Work to do -> Reproduce the listing verbatim.

* start Supplied material *

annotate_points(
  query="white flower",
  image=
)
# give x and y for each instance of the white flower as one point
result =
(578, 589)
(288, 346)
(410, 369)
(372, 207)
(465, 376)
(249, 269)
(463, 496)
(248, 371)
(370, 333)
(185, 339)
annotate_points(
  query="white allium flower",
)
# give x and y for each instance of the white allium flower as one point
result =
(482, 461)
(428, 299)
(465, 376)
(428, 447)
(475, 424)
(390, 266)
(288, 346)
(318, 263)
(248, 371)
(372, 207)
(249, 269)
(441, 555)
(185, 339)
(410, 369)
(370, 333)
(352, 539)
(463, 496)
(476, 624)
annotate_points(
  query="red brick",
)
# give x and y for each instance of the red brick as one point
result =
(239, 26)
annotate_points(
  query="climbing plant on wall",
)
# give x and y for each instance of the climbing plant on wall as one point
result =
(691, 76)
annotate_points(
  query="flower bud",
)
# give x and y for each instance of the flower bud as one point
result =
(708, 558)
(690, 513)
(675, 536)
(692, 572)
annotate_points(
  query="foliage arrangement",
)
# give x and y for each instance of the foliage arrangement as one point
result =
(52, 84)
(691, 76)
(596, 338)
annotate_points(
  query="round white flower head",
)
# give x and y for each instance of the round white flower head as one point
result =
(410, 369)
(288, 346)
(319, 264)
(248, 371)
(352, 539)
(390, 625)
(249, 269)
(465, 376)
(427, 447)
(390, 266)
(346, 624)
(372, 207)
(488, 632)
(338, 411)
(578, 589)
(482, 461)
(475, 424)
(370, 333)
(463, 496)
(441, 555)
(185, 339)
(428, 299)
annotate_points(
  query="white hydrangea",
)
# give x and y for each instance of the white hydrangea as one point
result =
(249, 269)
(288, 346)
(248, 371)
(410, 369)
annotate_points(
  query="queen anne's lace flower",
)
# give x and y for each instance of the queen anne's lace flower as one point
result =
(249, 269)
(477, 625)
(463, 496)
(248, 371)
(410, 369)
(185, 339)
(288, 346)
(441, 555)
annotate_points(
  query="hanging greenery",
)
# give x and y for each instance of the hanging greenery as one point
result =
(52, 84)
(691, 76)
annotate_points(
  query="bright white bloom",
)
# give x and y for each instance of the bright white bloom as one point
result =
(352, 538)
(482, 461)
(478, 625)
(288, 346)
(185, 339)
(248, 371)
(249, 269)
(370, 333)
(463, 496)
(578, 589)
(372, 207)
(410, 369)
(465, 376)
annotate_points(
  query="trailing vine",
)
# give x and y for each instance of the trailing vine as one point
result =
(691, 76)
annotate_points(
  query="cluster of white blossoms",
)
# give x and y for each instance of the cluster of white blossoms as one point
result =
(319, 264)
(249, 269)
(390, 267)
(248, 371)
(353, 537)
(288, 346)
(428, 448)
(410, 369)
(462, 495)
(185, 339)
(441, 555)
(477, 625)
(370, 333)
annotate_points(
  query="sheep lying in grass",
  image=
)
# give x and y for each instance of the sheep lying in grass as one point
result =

* end Supplied material *

Written answer ->
annotate_points(
  query="white flower",
  image=
)
# give x and y for each instance of the white flower as one point
result =
(578, 589)
(288, 346)
(410, 369)
(372, 207)
(465, 376)
(249, 269)
(463, 496)
(248, 371)
(370, 333)
(185, 339)
annotate_points(
  query="white allium flower",
)
# give x and y for each instance of the white allium flower as one point
result =
(482, 461)
(428, 299)
(465, 376)
(428, 447)
(475, 424)
(390, 266)
(288, 346)
(318, 263)
(248, 371)
(372, 207)
(249, 269)
(441, 555)
(185, 339)
(410, 369)
(370, 333)
(352, 539)
(463, 496)
(476, 624)
annotate_points(
  query="red brick",
)
# give x and y for each instance of the red brick as one point
result =
(239, 26)
annotate_points(
  query="climbing plant on wall",
)
# give x and y for each instance of the climbing plant on wall as one point
result =
(691, 76)
annotate_points(
  query="flower bud",
)
# give x and y for each instance of the flower bud as one point
result =
(708, 558)
(690, 513)
(675, 536)
(692, 572)
annotate_points(
  query="foliage arrangement",
)
# give x and y for each instance of the foliage arrangement as one point
result =
(52, 84)
(691, 76)
(596, 338)
annotate_points(
  query="round white flower head",
)
# give x and y for each instance of the round white flower head as one point
result =
(410, 369)
(288, 346)
(319, 264)
(248, 371)
(352, 539)
(390, 625)
(249, 269)
(465, 376)
(427, 447)
(390, 266)
(346, 624)
(372, 207)
(488, 632)
(338, 411)
(578, 589)
(482, 461)
(475, 424)
(370, 333)
(463, 496)
(441, 555)
(185, 339)
(428, 299)
annotate_points(
  query="white hydrangea",
)
# give x and y for each instance of the white hydrangea as one point
result =
(249, 269)
(288, 346)
(248, 371)
(410, 369)
annotate_points(
  query="queen anne's lace flower",
)
# give x and y for each instance of the queen anne's lace flower as one point
result =
(249, 269)
(477, 625)
(463, 496)
(248, 371)
(410, 369)
(185, 339)
(288, 346)
(441, 555)
annotate_points(
  query="hanging greenery",
)
# give x and y for each instance of the hanging greenery as one point
result =
(52, 84)
(691, 76)
annotate_points(
  query="bright white bloom",
)
# give x and y for each instance of the bright white bloom as one point
result =
(352, 538)
(482, 461)
(478, 625)
(288, 346)
(185, 339)
(248, 371)
(249, 269)
(370, 333)
(463, 496)
(578, 589)
(372, 207)
(410, 369)
(465, 376)
annotate_points(
  query="trailing vine",
)
# give x and y for each instance of the trailing vine as one point
result =
(691, 76)
annotate_points(
  query="cluster of white blossoms",
)
# give x and y for each instance of the cluster of white blossoms as one point
result =
(319, 264)
(249, 269)
(390, 267)
(248, 371)
(353, 537)
(288, 346)
(428, 448)
(410, 369)
(462, 495)
(185, 339)
(441, 555)
(477, 625)
(370, 333)
annotate_points(
  query="sheep lying in grass",
  image=
)
# give x and y for each instance of the sheep lying in grass as one point
result =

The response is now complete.